>> begin Material to process

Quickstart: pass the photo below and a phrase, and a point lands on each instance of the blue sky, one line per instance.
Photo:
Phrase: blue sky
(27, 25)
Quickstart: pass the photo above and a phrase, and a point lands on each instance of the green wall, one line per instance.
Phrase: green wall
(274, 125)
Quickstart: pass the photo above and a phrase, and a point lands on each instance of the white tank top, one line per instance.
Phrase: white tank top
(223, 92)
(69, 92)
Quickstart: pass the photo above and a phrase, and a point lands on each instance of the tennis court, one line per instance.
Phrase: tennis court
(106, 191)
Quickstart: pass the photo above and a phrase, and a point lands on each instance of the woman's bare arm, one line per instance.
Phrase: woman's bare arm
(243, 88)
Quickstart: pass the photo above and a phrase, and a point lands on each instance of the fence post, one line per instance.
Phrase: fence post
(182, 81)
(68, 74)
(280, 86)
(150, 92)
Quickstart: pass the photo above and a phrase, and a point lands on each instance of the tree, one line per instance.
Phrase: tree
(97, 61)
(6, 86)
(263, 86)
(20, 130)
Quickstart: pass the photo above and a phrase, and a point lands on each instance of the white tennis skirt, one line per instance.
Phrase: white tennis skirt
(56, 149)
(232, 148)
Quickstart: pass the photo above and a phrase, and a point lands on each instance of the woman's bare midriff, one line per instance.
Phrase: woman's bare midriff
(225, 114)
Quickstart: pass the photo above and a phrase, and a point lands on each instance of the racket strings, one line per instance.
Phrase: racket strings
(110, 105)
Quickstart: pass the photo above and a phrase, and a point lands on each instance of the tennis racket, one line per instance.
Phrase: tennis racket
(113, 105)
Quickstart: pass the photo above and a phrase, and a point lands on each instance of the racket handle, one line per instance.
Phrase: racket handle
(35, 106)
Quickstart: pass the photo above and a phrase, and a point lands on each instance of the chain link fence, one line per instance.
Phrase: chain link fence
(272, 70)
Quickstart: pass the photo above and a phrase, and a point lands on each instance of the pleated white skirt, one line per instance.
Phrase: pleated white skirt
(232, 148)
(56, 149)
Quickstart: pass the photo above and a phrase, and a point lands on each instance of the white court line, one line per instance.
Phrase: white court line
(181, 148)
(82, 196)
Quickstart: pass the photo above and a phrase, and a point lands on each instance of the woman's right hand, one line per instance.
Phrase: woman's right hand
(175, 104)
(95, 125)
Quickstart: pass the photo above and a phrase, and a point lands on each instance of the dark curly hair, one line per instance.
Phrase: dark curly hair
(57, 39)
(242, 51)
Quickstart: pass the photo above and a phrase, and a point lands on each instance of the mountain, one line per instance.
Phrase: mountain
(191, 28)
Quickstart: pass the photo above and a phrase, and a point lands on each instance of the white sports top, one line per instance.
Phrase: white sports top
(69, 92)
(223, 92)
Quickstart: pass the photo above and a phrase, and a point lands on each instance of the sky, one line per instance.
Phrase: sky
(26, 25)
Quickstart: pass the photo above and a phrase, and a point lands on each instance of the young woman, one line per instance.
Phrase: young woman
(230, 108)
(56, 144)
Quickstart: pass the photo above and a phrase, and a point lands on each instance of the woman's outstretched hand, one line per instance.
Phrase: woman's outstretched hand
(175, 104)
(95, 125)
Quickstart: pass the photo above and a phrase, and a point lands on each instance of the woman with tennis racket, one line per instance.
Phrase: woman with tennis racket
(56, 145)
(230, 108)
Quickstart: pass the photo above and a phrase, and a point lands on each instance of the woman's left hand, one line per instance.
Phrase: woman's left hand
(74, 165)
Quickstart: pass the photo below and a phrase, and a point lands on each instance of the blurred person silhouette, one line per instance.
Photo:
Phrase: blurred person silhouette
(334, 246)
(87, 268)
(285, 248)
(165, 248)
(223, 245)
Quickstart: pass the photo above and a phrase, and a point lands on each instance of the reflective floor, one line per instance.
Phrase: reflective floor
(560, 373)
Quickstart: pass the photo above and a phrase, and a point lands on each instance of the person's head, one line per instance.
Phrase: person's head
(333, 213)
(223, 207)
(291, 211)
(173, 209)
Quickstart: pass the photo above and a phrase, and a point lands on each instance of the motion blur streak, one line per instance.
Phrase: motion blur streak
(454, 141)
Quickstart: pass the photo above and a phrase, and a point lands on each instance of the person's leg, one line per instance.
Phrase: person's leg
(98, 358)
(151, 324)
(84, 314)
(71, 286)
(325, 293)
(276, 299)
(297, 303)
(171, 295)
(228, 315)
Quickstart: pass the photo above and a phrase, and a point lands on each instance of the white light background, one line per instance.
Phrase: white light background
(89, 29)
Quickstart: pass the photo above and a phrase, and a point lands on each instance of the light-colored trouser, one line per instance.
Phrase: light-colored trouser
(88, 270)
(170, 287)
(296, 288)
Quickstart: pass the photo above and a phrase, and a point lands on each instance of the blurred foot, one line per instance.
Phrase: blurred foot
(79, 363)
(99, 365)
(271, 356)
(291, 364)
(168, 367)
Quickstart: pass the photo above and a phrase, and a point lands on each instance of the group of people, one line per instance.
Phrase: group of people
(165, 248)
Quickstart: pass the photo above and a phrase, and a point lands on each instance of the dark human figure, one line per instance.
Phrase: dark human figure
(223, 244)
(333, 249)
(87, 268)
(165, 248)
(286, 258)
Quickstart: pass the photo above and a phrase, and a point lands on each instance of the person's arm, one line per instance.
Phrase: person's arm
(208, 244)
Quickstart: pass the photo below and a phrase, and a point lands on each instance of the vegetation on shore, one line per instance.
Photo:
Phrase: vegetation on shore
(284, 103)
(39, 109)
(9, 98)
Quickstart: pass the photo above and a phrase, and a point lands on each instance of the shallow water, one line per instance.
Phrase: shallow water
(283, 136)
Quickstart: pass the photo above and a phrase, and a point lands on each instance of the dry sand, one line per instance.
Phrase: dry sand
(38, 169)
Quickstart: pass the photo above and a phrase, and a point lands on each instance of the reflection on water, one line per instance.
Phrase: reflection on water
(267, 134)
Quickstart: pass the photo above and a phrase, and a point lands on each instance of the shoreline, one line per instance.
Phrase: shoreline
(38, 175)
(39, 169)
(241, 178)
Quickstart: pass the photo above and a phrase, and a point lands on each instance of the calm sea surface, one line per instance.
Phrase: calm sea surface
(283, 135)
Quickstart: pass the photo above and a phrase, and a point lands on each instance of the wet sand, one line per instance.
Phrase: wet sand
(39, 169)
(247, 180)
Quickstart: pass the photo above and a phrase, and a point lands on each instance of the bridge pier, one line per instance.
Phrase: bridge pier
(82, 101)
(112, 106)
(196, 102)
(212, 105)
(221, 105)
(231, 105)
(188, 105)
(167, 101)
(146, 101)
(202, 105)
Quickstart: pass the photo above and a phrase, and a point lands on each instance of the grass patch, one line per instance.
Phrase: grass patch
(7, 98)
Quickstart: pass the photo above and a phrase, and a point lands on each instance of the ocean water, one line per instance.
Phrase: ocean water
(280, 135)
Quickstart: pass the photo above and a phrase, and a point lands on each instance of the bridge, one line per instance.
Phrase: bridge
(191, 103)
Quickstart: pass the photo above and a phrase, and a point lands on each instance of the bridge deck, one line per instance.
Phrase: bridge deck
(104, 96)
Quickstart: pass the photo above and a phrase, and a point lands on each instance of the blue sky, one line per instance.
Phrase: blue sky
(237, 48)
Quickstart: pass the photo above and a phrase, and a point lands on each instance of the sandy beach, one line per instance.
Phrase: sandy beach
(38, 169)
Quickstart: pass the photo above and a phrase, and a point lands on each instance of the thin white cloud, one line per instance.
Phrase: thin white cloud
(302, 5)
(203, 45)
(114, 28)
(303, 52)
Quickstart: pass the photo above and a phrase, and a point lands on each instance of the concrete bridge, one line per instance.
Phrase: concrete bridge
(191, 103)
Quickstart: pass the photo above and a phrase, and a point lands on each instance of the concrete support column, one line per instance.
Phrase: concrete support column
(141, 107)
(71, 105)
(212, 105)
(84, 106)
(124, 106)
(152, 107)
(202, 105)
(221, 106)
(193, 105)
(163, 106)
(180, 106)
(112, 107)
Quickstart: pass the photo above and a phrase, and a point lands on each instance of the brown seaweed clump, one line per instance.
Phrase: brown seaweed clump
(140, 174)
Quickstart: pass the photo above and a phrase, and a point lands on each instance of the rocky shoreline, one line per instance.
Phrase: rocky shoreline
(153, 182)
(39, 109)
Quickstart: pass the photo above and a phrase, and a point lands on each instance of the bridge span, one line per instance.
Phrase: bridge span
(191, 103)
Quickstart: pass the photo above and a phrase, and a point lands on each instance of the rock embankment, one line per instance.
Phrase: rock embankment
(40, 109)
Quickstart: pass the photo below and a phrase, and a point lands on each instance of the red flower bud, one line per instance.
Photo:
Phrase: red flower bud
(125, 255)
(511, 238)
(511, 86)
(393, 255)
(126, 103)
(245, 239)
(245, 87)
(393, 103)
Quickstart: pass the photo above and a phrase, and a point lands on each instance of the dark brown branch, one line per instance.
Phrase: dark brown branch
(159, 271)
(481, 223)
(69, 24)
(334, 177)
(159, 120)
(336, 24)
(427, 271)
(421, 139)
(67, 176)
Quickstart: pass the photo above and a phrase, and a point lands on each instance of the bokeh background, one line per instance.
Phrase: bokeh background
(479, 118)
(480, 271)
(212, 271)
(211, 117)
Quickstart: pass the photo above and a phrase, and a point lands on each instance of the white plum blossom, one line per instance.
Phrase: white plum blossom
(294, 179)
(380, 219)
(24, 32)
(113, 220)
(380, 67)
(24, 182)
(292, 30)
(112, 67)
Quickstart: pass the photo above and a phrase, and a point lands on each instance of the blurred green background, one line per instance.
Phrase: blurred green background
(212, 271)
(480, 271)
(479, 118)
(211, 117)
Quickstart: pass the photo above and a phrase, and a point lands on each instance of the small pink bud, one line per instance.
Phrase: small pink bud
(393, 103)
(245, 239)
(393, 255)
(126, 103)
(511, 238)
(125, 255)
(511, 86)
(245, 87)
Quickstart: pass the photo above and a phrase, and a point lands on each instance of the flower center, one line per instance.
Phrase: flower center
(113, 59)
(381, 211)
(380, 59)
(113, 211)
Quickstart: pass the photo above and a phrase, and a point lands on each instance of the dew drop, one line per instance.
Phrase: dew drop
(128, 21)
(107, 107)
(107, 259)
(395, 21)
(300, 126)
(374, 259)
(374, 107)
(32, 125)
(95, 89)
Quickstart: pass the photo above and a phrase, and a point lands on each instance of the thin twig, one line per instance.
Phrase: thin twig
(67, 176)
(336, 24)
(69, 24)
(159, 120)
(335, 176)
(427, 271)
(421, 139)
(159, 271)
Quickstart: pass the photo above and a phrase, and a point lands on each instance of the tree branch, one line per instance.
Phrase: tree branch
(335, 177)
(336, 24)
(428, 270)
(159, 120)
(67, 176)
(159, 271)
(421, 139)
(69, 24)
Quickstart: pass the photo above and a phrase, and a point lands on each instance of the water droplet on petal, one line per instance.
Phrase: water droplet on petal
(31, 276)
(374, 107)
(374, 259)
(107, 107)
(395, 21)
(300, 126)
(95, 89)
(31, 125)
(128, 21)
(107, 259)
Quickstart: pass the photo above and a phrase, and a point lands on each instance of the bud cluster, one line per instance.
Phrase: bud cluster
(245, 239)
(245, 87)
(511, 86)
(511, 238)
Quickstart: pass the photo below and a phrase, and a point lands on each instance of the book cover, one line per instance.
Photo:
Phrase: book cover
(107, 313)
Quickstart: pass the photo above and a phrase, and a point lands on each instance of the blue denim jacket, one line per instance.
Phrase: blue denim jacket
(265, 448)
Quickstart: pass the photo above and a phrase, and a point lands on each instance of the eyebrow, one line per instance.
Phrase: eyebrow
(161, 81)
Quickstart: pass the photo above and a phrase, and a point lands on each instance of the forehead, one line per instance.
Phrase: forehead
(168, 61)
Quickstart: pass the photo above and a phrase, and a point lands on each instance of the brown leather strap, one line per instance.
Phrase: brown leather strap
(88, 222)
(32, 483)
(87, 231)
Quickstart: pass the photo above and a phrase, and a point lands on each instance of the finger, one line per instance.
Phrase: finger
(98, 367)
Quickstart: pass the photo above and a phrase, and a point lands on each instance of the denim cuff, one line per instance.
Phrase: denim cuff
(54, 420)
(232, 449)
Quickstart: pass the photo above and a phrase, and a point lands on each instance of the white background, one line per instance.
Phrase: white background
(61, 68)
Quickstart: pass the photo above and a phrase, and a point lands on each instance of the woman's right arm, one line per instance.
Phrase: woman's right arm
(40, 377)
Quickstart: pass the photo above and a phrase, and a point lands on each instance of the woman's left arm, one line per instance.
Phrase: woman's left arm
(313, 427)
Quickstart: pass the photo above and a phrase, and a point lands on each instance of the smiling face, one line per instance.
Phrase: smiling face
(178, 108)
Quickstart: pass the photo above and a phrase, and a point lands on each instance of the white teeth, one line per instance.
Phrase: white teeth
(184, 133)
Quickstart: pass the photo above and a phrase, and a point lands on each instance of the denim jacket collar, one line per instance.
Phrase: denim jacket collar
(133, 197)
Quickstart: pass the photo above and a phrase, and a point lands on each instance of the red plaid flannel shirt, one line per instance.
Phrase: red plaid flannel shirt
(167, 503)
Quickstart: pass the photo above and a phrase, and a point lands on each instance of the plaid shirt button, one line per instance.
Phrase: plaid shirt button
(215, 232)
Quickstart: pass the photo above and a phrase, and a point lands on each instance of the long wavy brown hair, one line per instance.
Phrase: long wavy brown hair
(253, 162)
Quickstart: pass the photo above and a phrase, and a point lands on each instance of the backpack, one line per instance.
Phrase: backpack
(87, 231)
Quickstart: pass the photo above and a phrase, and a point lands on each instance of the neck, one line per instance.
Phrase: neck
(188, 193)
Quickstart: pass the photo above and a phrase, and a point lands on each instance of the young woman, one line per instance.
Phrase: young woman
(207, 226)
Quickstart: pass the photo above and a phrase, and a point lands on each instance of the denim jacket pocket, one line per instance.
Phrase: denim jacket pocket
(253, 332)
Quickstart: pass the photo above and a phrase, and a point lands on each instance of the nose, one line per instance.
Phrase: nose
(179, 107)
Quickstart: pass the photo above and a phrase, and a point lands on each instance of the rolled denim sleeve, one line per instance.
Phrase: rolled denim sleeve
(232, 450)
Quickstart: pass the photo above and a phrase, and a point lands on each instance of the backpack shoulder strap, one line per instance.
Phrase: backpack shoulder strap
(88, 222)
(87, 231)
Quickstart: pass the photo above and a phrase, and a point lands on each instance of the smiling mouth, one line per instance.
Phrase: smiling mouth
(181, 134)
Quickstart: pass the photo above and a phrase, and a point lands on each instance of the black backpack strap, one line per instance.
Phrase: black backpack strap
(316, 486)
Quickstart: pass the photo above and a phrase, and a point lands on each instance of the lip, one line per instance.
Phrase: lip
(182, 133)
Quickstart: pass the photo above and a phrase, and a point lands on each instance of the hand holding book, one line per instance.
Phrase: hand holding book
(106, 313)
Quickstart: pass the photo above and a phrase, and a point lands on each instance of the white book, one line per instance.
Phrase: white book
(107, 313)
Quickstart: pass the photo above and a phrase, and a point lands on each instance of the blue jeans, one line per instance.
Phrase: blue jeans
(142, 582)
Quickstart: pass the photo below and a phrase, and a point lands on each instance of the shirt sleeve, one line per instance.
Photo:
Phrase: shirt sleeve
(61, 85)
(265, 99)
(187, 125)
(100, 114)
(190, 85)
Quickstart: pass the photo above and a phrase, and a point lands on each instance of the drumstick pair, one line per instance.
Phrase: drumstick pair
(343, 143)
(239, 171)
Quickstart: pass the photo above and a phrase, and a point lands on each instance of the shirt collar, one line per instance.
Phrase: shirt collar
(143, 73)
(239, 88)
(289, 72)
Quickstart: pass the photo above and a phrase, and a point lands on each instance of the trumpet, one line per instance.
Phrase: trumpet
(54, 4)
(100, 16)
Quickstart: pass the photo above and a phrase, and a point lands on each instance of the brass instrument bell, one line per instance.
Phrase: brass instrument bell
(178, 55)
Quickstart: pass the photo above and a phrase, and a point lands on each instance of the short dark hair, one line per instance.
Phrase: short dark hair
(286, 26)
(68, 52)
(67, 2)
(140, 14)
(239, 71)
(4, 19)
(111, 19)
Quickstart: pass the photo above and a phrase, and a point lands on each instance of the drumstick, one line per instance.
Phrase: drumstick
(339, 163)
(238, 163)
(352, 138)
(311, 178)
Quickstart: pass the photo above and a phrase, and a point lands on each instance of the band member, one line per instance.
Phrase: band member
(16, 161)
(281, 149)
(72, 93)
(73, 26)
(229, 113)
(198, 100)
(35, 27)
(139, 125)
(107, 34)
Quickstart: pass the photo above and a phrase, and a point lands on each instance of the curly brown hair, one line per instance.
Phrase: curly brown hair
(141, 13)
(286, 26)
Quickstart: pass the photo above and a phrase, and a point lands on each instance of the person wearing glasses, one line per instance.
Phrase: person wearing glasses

>> end Material to process

■ Goal of the exercise
Copy the material from the line with "jeans, one line per instance." through the final line, swapping "band member" for "musician" and changing nothing else.

■ Finished answer
Quickstart: pass the photo above and a phrase, and a point lands on each instance of the blue jeans, one line per instance.
Phrase: blue jeans
(142, 582)
Quickstart: pass the photo below and a phrase, and a point lands on each instance of the shirt sleeve, one line per instance.
Photo:
Phrase: shirt sleeve
(61, 85)
(265, 99)
(187, 125)
(100, 114)
(190, 85)
Quickstart: pass the photo above and a phrase, and a point lands on each instance of the drumstick pair, one line per instance.
Phrase: drumstick pair
(343, 143)
(239, 171)
Quickstart: pass the photo above and a phrase, and a point lands on each instance of the shirt collar, one line per instance.
Phrase: shirt collar
(143, 73)
(239, 88)
(289, 72)
Quickstart: pass the photo above and a phrase, and a point lands on each instance of the trumpet, one line per instance.
Phrase: trumpet
(54, 4)
(100, 16)
Quickstart: pass the photo above and a phrase, and a point lands on each instance of the brass instrument bell, one line per instance.
Phrase: brass instrument bell
(178, 55)
Quickstart: pass the photo above and a phrase, and a point lands on each instance of the short dark hair, one line per instance.
Phrase: short dark hair
(286, 26)
(68, 52)
(67, 2)
(140, 14)
(239, 71)
(4, 19)
(111, 19)
Quickstart: pass the photo above and a phrase, and a point lands on each instance of the drumstick, one line per instance.
Phrase: drumstick
(339, 163)
(238, 163)
(352, 138)
(311, 178)
Quickstart: pass the photo above and a phrase, and a point lands on each instance of the musician, one line per instance.
Phrase: musician
(16, 161)
(281, 149)
(72, 93)
(73, 26)
(229, 113)
(198, 100)
(35, 27)
(139, 125)
(107, 34)
Quickstart: pass the photo above and a phrase, and a point lands on each instance of the curly brown hair, one line per instance.
Phrase: curly brown hair
(141, 13)
(286, 26)
Quickstart: pass the photo above and a phrase, and a point lands on each instance of the person wearing glasses, one line per instance.
Phrase: person wearing glasses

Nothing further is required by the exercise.